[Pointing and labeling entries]
● ● ● ●
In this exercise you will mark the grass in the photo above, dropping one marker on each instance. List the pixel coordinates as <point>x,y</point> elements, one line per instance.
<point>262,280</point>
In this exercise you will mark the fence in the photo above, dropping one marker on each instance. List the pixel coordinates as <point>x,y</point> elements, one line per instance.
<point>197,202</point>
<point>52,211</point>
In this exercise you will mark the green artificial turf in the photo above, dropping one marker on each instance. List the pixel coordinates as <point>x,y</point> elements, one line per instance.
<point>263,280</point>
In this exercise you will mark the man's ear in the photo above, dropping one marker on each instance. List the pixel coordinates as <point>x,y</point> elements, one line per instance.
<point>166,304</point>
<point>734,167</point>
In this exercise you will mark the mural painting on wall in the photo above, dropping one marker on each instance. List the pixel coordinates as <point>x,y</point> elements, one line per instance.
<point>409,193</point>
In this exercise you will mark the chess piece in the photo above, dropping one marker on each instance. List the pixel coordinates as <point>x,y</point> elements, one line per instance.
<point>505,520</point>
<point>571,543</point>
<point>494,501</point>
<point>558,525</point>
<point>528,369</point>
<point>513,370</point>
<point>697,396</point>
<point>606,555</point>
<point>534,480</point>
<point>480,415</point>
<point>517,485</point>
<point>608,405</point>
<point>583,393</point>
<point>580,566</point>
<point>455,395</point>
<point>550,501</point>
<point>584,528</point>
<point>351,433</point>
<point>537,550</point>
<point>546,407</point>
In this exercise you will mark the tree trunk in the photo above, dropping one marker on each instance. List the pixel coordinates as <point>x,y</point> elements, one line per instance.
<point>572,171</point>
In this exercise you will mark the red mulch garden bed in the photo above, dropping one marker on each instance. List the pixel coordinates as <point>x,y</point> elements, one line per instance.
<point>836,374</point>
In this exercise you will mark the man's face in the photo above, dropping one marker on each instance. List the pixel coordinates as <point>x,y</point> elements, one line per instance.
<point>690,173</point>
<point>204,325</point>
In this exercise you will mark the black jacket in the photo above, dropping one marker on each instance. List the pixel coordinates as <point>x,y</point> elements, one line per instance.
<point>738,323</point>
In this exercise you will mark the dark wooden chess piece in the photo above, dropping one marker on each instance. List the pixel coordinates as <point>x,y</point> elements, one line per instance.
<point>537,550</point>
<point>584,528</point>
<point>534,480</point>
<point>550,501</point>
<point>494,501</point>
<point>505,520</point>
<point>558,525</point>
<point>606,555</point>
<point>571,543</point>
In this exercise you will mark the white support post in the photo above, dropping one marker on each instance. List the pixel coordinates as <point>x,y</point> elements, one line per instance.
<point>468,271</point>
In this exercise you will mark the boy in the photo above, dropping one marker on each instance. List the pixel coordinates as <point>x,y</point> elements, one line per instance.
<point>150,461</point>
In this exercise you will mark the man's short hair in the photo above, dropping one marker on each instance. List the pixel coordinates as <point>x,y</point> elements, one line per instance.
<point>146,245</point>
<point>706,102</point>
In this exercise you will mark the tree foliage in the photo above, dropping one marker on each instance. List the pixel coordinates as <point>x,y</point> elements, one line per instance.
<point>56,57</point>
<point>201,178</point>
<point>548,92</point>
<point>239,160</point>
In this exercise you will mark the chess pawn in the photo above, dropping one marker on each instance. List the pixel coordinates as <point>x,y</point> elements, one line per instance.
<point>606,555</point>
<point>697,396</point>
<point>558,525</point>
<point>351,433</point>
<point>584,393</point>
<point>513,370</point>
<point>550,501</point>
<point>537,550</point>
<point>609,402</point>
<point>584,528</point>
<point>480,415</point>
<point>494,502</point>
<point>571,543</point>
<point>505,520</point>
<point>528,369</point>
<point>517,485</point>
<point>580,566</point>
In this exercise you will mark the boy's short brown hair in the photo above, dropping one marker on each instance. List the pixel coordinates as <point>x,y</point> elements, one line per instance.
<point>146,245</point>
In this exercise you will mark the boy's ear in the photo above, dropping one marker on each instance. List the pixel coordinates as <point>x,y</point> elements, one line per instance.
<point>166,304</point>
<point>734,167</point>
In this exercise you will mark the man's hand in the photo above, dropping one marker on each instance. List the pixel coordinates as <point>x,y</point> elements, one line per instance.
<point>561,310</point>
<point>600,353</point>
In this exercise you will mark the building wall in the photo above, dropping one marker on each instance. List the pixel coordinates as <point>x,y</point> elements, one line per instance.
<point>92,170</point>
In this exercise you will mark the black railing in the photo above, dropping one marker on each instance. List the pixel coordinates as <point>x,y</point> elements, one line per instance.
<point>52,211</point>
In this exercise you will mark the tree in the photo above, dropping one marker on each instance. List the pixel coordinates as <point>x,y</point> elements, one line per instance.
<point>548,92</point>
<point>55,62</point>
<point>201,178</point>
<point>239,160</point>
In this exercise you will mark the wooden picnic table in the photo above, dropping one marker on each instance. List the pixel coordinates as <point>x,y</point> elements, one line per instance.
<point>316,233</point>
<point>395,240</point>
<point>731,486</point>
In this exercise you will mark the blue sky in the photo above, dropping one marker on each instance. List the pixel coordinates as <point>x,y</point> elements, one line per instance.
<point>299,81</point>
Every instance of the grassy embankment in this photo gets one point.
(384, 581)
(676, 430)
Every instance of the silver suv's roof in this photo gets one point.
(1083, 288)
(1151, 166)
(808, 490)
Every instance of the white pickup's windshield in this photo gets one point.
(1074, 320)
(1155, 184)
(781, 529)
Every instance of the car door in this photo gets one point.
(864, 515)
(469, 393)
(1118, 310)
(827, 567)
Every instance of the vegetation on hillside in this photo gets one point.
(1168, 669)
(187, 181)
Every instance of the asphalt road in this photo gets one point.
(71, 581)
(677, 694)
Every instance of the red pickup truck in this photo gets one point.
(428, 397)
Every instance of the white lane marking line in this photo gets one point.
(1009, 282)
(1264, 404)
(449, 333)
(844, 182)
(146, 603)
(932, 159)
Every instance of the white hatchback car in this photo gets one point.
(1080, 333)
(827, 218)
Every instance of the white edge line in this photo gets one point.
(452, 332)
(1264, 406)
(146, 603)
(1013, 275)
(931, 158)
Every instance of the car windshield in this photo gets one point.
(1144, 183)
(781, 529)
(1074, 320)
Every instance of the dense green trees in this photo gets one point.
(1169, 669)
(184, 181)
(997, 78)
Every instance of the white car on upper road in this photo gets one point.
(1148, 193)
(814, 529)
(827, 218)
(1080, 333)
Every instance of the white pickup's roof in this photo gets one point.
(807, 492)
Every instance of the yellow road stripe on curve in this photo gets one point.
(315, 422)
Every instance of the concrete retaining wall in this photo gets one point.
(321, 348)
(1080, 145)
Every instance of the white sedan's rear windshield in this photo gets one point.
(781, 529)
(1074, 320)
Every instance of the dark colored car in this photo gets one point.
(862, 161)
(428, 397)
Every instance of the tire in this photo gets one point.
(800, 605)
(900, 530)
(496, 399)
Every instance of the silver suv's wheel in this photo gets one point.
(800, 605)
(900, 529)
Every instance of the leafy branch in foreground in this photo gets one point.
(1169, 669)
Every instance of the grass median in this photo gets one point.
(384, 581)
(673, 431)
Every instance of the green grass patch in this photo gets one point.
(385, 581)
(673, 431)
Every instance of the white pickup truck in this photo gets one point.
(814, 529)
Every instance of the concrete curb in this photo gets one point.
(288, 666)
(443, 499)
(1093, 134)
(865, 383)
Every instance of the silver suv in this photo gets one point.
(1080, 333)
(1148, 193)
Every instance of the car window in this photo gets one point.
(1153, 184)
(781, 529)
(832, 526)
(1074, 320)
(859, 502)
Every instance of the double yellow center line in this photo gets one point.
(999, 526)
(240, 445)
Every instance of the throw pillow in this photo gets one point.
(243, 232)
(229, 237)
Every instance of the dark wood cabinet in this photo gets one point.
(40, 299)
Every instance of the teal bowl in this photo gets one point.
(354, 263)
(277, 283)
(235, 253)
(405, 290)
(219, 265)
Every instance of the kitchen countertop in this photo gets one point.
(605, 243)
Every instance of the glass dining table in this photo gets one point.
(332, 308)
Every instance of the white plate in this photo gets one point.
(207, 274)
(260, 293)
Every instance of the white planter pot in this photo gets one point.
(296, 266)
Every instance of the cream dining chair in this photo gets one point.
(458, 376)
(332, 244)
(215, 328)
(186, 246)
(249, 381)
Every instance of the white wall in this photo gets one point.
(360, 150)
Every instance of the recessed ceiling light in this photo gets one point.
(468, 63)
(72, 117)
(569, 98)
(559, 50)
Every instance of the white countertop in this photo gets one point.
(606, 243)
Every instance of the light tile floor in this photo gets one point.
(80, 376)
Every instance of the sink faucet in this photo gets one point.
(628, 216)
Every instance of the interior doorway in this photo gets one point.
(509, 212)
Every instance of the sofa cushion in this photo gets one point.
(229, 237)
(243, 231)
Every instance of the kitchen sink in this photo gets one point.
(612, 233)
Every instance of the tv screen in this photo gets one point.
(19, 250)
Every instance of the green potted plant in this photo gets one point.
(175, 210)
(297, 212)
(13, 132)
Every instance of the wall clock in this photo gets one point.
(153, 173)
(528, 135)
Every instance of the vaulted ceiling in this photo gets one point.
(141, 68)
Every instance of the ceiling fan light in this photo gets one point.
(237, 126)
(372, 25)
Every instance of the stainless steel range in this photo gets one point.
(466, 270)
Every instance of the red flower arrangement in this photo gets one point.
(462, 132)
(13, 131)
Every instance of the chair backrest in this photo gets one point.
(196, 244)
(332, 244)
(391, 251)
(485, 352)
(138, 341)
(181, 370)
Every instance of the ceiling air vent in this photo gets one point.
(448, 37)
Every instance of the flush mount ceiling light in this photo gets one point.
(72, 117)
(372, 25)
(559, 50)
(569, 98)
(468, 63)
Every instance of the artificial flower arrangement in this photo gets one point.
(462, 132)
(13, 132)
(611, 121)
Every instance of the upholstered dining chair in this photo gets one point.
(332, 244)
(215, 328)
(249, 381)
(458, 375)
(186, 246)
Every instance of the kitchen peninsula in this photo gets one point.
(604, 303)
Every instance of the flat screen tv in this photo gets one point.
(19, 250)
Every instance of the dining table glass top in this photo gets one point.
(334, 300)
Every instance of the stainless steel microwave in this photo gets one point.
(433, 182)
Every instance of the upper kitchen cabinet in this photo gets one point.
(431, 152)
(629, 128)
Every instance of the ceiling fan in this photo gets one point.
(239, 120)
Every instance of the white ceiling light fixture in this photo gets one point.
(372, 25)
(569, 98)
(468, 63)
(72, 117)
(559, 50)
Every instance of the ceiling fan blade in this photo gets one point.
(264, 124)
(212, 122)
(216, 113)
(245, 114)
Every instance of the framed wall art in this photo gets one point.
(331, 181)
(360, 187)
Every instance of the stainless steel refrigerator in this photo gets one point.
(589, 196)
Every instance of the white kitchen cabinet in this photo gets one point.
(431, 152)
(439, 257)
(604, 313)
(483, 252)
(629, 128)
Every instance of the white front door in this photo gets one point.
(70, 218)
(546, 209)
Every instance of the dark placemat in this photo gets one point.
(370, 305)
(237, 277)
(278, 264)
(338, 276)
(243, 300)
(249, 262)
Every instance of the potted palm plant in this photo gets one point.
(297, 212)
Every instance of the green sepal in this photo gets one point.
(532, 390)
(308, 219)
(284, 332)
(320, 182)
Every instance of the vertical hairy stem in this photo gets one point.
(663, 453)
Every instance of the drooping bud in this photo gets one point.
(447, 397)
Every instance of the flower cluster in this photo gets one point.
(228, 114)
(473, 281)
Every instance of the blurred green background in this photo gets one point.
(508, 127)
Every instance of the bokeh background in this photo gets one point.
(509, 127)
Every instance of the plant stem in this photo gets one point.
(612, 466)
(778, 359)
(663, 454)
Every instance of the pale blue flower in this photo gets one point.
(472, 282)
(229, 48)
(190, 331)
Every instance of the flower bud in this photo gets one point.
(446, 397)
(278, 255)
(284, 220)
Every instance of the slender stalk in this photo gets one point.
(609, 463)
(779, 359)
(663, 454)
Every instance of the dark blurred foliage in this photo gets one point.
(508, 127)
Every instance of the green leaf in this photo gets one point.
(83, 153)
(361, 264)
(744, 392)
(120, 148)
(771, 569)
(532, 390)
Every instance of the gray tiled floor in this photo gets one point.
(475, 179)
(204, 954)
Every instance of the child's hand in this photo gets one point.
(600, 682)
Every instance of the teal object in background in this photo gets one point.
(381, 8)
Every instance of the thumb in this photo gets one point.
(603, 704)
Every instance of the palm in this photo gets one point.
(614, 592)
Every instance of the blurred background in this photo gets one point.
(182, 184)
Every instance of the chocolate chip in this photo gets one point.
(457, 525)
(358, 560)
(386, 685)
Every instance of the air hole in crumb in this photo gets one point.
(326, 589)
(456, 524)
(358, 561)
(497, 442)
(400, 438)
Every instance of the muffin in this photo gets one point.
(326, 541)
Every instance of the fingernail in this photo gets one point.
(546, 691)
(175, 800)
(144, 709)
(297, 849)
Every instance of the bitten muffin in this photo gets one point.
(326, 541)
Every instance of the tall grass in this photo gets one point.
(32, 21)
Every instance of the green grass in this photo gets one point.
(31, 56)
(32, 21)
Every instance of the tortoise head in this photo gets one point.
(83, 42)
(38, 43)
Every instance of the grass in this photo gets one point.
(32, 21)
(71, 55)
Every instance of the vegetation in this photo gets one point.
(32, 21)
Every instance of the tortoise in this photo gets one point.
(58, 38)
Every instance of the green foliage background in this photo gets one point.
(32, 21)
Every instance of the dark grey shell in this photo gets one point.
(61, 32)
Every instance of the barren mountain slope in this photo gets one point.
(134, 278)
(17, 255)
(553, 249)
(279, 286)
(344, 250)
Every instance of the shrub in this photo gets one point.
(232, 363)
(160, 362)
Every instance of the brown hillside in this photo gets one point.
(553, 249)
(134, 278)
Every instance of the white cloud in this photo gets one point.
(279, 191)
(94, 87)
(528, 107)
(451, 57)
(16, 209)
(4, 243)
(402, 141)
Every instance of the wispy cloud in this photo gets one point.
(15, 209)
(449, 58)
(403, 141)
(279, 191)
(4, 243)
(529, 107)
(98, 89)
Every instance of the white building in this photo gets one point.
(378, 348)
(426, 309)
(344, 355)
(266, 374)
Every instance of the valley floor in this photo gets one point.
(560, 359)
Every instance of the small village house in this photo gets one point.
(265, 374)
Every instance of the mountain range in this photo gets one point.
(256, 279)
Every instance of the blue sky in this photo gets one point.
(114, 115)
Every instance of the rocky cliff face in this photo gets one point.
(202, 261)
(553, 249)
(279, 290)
● ● ● ●
Extract the closing run of lines, starting with the one containing "Every instance of the dark grey" and ending at the last, exactly as written.

### Solution to this task
Every instance of the dark grey shell in this photo gets one point.
(61, 32)
Every instance of the barren mountain slope in this photo gets one point.
(134, 278)
(17, 255)
(553, 249)
(279, 286)
(344, 250)
Every instance of the shrub in this photo gets one point.
(232, 363)
(160, 362)
Every instance of the brown hillside in this photo gets one point.
(553, 249)
(134, 278)
Every instance of the white cloud in this photo gets one point.
(279, 191)
(94, 87)
(528, 107)
(451, 57)
(16, 209)
(4, 243)
(402, 141)
Every instance of the wispy cloud in this photo gets one point.
(15, 209)
(449, 58)
(403, 141)
(279, 191)
(4, 243)
(529, 107)
(98, 89)
Every instance of the white building in this photo gets one point.
(378, 348)
(426, 309)
(344, 355)
(266, 374)
Every instance of the valley floor in this photo gets one point.
(560, 359)
Every instance of the small village house in this photo gets one point.
(265, 374)
Every instance of the mountain range in this photo gets one point.
(256, 279)
Every instance of the blue sky in this photo gets one point.
(114, 115)
Every instance of the rocky cliff face in this photo gets one point.
(202, 261)
(553, 249)
(279, 290)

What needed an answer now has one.